**RECORD SET:**
Content starts

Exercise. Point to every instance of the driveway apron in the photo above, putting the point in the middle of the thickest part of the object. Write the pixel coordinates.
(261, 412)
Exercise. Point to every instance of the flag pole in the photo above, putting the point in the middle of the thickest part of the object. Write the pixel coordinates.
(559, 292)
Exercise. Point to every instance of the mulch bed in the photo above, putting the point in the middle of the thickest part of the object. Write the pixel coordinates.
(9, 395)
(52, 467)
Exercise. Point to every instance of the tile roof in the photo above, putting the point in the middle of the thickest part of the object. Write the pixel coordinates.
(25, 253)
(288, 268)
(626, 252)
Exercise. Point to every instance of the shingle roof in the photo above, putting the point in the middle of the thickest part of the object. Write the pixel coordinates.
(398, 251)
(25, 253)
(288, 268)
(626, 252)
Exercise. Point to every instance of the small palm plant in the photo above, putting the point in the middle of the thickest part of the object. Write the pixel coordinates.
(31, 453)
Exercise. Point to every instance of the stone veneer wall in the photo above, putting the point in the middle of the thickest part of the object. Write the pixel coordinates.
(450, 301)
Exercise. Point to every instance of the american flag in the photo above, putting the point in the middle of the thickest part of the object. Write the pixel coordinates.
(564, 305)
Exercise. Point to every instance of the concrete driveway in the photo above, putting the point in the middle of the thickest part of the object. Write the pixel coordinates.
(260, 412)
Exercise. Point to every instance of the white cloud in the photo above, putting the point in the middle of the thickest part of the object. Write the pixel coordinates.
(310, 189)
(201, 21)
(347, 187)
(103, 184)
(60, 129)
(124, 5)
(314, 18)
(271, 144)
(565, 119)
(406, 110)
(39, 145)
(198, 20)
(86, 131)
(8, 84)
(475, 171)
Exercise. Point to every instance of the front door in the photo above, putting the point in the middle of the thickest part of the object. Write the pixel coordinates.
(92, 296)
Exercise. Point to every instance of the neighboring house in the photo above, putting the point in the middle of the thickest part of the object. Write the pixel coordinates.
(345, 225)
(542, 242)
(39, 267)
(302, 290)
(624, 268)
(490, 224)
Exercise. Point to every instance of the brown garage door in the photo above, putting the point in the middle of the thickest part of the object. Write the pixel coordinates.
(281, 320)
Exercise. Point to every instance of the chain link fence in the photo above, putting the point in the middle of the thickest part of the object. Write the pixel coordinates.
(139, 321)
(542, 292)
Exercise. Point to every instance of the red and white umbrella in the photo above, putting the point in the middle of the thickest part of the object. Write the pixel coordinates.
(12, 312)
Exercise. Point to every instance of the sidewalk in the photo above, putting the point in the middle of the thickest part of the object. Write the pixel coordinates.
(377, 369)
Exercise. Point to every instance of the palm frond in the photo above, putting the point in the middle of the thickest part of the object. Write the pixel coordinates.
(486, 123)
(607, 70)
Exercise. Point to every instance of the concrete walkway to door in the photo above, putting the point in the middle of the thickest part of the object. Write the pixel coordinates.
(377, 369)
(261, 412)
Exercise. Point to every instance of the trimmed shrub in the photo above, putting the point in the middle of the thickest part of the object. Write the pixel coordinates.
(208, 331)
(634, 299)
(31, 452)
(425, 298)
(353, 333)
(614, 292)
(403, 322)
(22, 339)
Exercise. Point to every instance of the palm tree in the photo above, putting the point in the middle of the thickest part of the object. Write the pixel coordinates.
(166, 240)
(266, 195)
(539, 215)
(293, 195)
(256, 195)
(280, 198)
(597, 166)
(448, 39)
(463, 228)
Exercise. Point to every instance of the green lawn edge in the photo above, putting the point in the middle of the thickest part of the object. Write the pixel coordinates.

Content ends

**DIRECTIONS FOR THIS TASK:**
Line by line, copy the data above.

**COMPLETED TASK:**
Exercise. Point to every instance of the driveway apron in the photo above, putting the point in the middle of the thickest part of the object. Write the pixel coordinates.
(261, 412)
Exercise. Point to every instance of the flag pole in the photo above, putting the point in the middle of the thickest part of the object. Write the pixel coordinates.
(559, 292)
Exercise. Point to every instance of the mulch bed in the photo above, putting the point in the middle of the thickest part of the object. Write the pixel coordinates.
(9, 395)
(52, 467)
Exercise. Point to every instance of the tile roof in the photo above, putting the point in the middle of the thickest part of the object. Write the pixel coordinates.
(25, 253)
(288, 268)
(626, 252)
Exercise. Point to every instance of the shingle roof in the photo above, putting the point in the middle of the thickest part of the object. Write the pixel coordinates.
(398, 251)
(25, 253)
(288, 268)
(626, 252)
Exercise. Point to every instance of the small palm plant in the photo above, putting the point in the middle of the thickest part of the object. Write the pixel coordinates.
(31, 453)
Exercise. Point to every instance of the stone veneer wall in the photo above, putting the point in the middle of the thickest part of the object. Write the pixel coordinates.
(450, 301)
Exercise. Point to every instance of the american flag in the photo above, putting the point in the middle of the thickest part of the object. Write the pixel coordinates.
(564, 305)
Exercise. Point to every instance of the concrete driveway in the photo above, putting the point in the middle of the thickest part of the object. Write the pixel coordinates.
(260, 412)
Exercise. Point to every instance of the white cloud in the photo above, putting the point in the middle of the thickest part of the object. Write the pixel coordinates.
(310, 189)
(201, 21)
(347, 187)
(103, 184)
(60, 129)
(124, 5)
(314, 18)
(271, 144)
(565, 119)
(406, 110)
(39, 145)
(198, 20)
(86, 131)
(8, 84)
(475, 171)
Exercise. Point to every instance of the front door in the photo above, putting the point in the middle of the thickest part of the object. Write the pixel coordinates.
(92, 296)
Exercise. Point to every instance of the neighboring house in the photo above, putting the point in the middle of the thickest part of the object. Write the pixel coordinates.
(345, 225)
(542, 242)
(39, 267)
(302, 290)
(624, 268)
(490, 224)
Exercise. Point to every instance of the brown garage door in the photo above, putting the point in the middle of the thickest part of the object. Write the pixel coordinates.
(281, 320)
Exercise. Point to every instance of the chain link fence in the photo above, putting the point in the middle of the thickest part of the object. Write the pixel coordinates.
(139, 321)
(542, 292)
Exercise. Point to every instance of the red and white umbrella in the photo above, putting the point in the middle of the thickest part of the object. Write the pixel coordinates.
(12, 312)
Exercise. Point to every instance of the sidewalk in the photo above, putting the point in the middle of the thickest part of the object. Write the pixel coordinates.
(377, 369)
Exercise. Point to every instance of the palm frond in the photo above, putting the point in the middle of the thickest part of the object. Write the pixel coordinates.
(486, 123)
(607, 70)
Exercise. Point to every instance of the concrete walkway to door in the photo above, putting the point in the middle of the thickest part of the object. Write the pixel coordinates.
(377, 369)
(261, 412)
Exercise. Point to every instance of the trimmed shrub in the photo above, putting the point in the middle of the thickest part of the object. Write the pixel coordinates.
(208, 331)
(634, 299)
(31, 452)
(425, 298)
(353, 333)
(614, 292)
(403, 322)
(22, 339)
Exercise. Point to every instance of the palm tree in the photo above, putting the point in the middle of the thickest part of the object. Write the pixel coordinates.
(166, 240)
(266, 195)
(539, 215)
(293, 195)
(256, 195)
(280, 198)
(597, 166)
(448, 39)
(463, 228)
Exercise. Point to every instance of the green lawn edge in the photo above, putting the point in the middle of the thickest part of the object. Write the pixel coordinates.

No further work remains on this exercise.